In the thermal head 120, by providing a groove section 125 to the glass layer 121, the thermal conductivity of the groove section 125 is lowered because of the nature of air of having lower thermal conductivity than glass, thus the heat radiation to the glass layer 121 side can further suppressed than in the case with the thermal head 100 shown in FIG. 9 using the ceramic substrate 101. Thus, in the thermal head 120, the amount of heat conducted to the ink ribbon side increases, and accordingly, the power consumption for raising the temperature to the sublimation temperature of the color material can be reduces when thermal-transferring the color material, thus making the thermal efficiency preferable. Further, in the thermal head 120, since the thickness of the glass layer 121 is made smaller to reduce the heat storage capacity of the glass layer 121 by providing the groove section 125 to the glass layer 121, the thermal energy stored in the glass layer 121 can be radiated in a shorter period of time than in the case with the thermal head 110 shown in FIG. 10 without the groove in the glass layer 111, thus rapidly lowering the temperature when the color material is not thermal-transferred, thus making the response preferable. According to these facts, in the thermal head 120, both of the thermal efficiency and the response can be made preferable by providing the groove section 125 to the glass layer 121. In other words, the downsides of the thermal head 100 and the thermal head 110 described above can be improved at the same time in the thermal head 120.

However, although in the thermal head 120, the heat radiation to the side of the glass layer 121 can be prevented by providing the groove section 124 to the glass layer 121, the heat is problematically radiated from the electrodes 123a, 123b made of aluminum or the like having high thermal conductivity. Therefore, the thermal efficiency might be degraded in the thermal head 120. Since the heat is radiated from the electrodes 123a, 123b to reduce the amount of heat necessarily used for thermal-transferring the color material, thus degrading the thermal efficiency in the thermal head 120, it is difficult to print images and characters at high speed.

The above related art is described in JP-A-8-216443.

SUMMARY OF THE INVENTION

It is therefore desirable to provide a thermal head and a printing device capable of preventing the heat radiation from the electrode.

Given exercise a >>
In the thermal head passage, which published document describes the related art?

Records for the task >>
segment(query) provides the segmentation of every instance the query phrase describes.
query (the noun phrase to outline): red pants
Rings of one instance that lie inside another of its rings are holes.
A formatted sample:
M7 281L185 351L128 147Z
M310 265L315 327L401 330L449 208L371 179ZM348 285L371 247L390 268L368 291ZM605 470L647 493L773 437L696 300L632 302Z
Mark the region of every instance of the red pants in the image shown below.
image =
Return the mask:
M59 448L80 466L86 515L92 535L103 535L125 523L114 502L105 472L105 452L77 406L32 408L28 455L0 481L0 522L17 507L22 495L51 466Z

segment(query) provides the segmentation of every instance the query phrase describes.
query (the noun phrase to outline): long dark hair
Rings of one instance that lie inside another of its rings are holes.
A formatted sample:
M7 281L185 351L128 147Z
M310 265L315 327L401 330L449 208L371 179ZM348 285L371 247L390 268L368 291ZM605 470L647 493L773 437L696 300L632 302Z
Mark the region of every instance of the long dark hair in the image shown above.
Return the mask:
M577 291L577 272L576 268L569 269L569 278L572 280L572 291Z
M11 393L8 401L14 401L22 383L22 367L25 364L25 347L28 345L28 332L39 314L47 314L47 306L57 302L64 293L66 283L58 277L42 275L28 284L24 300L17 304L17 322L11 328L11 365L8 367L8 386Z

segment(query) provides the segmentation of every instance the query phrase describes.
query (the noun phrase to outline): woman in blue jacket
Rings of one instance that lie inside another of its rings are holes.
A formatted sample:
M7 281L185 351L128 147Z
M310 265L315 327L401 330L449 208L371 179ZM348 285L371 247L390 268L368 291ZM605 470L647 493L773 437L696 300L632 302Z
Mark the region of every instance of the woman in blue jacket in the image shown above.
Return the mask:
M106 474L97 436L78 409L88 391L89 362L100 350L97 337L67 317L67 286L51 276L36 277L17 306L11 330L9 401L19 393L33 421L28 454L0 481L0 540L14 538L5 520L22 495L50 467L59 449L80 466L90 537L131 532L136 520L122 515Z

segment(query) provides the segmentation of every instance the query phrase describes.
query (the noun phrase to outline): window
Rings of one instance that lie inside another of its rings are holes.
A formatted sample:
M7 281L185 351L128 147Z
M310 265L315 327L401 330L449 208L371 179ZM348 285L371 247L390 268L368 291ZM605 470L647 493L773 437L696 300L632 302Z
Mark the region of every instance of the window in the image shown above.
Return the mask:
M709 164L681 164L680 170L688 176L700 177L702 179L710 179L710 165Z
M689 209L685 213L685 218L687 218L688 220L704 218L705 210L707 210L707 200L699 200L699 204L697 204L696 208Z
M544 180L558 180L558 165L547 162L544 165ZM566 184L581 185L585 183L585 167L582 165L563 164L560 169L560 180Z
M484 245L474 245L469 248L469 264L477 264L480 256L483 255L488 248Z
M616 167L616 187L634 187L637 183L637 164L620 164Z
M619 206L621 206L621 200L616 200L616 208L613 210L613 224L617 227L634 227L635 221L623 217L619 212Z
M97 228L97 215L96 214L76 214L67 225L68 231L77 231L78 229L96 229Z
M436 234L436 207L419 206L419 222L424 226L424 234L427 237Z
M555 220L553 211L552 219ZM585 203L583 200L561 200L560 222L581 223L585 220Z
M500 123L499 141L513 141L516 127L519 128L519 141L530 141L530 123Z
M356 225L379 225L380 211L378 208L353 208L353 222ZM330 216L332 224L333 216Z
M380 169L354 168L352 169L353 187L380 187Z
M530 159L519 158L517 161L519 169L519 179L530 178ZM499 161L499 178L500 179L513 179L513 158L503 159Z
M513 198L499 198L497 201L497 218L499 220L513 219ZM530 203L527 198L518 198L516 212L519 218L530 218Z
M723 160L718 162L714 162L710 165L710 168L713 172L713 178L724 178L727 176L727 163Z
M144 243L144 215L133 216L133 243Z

Given exercise b >>
How many lines in the listing above contain the word "woman"? Case matters. Give only the number.

Complete answer a >>
JP-A-8-216443

Complete answer b >>
2